====== MATERIAL FOR THIS TASK
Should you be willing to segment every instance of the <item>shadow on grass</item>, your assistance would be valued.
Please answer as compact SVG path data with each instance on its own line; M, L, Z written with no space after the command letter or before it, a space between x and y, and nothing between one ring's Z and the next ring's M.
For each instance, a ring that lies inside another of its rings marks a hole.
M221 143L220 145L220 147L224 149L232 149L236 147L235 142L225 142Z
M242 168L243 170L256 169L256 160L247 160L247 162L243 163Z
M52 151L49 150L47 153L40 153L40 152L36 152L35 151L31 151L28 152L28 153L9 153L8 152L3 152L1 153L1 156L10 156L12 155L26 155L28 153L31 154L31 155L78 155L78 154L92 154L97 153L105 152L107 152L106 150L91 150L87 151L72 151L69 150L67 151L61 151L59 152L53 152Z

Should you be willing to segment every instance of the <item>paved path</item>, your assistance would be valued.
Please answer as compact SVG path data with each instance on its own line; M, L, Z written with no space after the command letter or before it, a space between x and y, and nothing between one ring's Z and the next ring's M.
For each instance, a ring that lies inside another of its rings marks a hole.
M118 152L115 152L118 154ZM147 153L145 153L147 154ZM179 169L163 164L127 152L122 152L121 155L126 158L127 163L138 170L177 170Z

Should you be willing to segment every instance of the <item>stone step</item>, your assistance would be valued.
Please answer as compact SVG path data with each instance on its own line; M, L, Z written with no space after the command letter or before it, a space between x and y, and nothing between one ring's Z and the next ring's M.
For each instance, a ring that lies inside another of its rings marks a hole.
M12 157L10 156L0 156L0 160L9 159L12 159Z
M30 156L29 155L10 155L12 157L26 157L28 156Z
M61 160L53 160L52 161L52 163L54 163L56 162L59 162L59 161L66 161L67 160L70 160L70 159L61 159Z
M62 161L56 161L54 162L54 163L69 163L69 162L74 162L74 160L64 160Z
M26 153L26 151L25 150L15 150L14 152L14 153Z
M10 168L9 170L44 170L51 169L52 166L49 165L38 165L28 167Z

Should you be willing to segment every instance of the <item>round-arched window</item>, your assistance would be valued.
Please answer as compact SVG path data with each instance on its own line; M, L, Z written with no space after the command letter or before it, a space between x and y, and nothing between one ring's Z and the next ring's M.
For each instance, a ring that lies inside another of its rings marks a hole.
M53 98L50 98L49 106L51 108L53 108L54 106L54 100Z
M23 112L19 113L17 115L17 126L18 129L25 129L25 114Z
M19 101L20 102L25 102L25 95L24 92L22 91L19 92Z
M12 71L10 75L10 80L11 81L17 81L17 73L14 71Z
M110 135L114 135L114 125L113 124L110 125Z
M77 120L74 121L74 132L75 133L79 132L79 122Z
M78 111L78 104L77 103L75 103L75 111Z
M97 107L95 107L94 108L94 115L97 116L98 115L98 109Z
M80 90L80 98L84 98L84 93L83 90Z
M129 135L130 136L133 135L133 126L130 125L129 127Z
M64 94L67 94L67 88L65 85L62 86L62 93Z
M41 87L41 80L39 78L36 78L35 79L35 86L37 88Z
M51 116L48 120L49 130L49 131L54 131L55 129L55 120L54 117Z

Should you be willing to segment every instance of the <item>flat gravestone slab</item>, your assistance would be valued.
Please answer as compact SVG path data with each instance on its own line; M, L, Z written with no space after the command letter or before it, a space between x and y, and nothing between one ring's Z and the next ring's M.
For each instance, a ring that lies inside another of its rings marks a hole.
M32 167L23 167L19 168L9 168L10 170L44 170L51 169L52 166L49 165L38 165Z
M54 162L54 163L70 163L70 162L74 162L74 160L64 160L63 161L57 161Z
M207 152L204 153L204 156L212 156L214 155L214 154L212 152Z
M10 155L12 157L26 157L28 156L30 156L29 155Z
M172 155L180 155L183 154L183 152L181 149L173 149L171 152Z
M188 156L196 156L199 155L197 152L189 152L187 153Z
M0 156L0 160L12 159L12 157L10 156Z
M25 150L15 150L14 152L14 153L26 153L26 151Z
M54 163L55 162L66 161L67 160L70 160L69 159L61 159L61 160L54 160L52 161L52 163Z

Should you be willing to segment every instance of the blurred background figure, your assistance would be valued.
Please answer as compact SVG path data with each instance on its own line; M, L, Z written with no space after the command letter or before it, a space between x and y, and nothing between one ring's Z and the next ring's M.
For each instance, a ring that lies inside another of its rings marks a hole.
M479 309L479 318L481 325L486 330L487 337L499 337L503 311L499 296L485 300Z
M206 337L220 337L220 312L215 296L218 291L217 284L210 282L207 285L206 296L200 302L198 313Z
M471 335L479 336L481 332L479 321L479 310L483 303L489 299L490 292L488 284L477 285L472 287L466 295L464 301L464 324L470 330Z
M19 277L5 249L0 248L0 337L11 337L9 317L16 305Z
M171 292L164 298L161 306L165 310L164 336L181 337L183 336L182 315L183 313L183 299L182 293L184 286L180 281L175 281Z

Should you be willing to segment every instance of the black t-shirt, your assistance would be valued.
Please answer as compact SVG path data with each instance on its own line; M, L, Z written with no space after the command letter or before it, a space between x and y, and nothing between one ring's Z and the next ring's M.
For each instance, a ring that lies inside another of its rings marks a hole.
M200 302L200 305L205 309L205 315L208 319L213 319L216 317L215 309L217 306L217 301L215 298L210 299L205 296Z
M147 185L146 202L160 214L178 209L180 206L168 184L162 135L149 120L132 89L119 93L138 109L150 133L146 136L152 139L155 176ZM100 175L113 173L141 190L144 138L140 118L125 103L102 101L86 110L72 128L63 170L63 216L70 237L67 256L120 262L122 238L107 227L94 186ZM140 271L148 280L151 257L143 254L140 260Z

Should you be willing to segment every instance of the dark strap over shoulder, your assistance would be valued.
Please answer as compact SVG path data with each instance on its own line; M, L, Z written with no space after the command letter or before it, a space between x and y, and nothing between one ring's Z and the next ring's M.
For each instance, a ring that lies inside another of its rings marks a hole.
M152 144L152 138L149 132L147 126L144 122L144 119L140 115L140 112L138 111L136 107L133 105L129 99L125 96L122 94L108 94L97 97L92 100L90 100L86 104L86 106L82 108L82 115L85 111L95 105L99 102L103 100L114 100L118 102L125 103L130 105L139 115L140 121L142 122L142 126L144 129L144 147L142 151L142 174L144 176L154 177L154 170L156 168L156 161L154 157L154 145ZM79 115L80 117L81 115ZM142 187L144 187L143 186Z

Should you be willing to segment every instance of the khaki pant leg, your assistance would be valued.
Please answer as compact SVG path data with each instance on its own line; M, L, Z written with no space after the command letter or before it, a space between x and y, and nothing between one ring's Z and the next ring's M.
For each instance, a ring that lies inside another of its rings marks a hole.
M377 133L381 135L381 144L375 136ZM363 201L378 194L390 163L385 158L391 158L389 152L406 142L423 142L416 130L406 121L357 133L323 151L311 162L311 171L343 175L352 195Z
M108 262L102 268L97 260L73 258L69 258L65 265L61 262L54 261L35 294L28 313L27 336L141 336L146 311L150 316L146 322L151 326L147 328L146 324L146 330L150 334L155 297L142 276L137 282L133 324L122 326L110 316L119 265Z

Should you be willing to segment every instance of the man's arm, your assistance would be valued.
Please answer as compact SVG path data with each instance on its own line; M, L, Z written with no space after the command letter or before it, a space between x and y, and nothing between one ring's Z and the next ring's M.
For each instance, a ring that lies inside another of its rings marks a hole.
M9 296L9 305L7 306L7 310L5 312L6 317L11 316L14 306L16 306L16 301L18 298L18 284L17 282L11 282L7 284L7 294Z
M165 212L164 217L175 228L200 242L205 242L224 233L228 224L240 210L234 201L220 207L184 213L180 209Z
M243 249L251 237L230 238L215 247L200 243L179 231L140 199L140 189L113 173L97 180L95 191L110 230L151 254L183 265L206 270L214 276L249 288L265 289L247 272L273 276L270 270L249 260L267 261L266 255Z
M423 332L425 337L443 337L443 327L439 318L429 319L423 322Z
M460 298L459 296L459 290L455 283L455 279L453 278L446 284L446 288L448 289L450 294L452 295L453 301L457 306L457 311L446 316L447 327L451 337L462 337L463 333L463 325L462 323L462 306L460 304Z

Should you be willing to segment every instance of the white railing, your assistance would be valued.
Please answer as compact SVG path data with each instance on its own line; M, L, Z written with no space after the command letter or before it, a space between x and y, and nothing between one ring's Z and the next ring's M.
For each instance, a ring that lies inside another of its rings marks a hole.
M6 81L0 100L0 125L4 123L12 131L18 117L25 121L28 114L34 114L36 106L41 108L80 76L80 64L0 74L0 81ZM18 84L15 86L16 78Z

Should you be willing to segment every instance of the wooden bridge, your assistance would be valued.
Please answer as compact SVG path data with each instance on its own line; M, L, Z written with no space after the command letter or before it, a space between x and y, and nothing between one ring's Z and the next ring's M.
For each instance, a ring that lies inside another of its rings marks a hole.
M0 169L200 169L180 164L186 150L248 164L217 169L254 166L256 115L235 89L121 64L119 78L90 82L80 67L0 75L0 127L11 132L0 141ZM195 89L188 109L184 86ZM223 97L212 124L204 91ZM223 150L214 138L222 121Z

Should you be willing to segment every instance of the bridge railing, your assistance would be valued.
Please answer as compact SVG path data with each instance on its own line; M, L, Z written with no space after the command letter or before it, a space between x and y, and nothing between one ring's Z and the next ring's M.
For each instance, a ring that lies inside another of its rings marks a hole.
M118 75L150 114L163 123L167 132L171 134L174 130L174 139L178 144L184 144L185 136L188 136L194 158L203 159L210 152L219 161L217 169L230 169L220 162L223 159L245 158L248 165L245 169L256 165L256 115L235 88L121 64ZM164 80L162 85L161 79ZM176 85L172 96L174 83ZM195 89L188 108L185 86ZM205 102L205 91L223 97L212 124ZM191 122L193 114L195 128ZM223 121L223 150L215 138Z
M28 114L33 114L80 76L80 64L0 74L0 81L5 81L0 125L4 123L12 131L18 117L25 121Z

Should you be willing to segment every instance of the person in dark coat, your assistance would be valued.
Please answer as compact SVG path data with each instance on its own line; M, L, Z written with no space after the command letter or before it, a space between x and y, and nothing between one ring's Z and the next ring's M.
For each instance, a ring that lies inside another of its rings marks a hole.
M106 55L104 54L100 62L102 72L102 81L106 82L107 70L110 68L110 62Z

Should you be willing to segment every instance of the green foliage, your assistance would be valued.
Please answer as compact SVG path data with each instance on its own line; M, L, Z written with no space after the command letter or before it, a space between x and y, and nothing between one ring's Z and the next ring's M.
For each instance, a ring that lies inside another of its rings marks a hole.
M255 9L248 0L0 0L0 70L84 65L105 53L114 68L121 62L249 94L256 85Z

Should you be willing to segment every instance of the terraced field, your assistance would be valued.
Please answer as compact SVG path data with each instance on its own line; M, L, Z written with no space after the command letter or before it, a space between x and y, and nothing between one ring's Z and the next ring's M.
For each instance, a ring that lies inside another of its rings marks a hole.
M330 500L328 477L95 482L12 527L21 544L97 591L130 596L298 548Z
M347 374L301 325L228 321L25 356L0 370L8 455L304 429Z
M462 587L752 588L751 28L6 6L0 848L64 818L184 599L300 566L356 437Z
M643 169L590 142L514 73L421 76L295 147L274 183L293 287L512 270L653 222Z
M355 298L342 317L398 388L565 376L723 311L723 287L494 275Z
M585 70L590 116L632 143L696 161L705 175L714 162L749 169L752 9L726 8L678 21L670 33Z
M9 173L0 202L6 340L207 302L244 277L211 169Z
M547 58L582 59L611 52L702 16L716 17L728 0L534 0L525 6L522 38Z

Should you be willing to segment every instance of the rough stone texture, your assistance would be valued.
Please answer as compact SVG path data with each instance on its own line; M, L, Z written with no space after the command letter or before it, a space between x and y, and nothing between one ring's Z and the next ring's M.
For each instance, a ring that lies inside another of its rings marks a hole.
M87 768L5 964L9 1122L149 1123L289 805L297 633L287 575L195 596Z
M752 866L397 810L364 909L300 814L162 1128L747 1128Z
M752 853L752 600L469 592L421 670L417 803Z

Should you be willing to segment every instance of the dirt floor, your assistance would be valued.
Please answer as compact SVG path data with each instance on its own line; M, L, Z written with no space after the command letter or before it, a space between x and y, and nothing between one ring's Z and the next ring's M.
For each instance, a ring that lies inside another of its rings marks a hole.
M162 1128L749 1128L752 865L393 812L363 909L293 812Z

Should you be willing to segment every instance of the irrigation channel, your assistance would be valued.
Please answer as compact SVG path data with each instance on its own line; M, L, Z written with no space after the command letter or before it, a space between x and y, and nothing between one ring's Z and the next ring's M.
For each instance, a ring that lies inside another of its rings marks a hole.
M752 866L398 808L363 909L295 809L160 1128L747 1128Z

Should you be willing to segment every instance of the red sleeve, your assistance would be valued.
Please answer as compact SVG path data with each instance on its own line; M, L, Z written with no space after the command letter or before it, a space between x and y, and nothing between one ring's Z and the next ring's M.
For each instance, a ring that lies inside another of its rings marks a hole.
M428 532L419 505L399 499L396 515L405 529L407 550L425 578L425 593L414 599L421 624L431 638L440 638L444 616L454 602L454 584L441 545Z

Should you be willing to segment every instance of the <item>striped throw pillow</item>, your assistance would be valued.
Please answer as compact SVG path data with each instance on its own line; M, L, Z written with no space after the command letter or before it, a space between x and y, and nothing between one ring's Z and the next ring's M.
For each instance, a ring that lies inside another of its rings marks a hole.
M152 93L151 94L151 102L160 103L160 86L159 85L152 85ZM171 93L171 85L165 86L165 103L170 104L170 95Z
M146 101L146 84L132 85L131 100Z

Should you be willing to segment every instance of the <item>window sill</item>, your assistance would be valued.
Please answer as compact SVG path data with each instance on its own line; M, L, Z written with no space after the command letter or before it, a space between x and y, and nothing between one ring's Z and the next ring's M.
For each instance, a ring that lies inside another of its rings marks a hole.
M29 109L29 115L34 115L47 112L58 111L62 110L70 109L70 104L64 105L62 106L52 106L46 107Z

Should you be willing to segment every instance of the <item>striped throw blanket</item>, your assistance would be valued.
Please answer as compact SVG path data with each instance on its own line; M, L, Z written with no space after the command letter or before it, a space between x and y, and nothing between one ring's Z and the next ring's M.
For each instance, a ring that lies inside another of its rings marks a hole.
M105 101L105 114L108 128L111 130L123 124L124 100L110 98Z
============
*SHORT TASK*
Could you print every line of the items from the very start down to and including the line that contains "M52 151L49 150L47", keeping each line unchanged?

*CORRECT ANSWER*
Should you be willing to segment every instance of the <item>shadow on grass</item>, your assistance would be valued.
Please answer as compact SVG path data with each instance on its own line; M, L, Z written with no space after the command letter or before it, a space between x and y, and nothing between one ring's Z and the next ring's M.
For each instance, a ring that lies inside another of its rings marks a hole.
M221 143L220 145L220 147L224 149L232 149L236 147L235 142L225 142Z
M242 168L243 170L256 169L256 160L247 160L247 162L243 163Z
M52 151L49 150L47 153L40 153L40 152L36 152L35 151L31 151L28 152L28 153L9 153L8 152L3 152L1 153L1 156L10 156L12 155L26 155L28 153L31 154L31 155L78 155L78 154L92 154L97 153L105 152L107 152L106 150L91 150L87 151L72 151L69 150L67 151L61 151L59 152L53 152Z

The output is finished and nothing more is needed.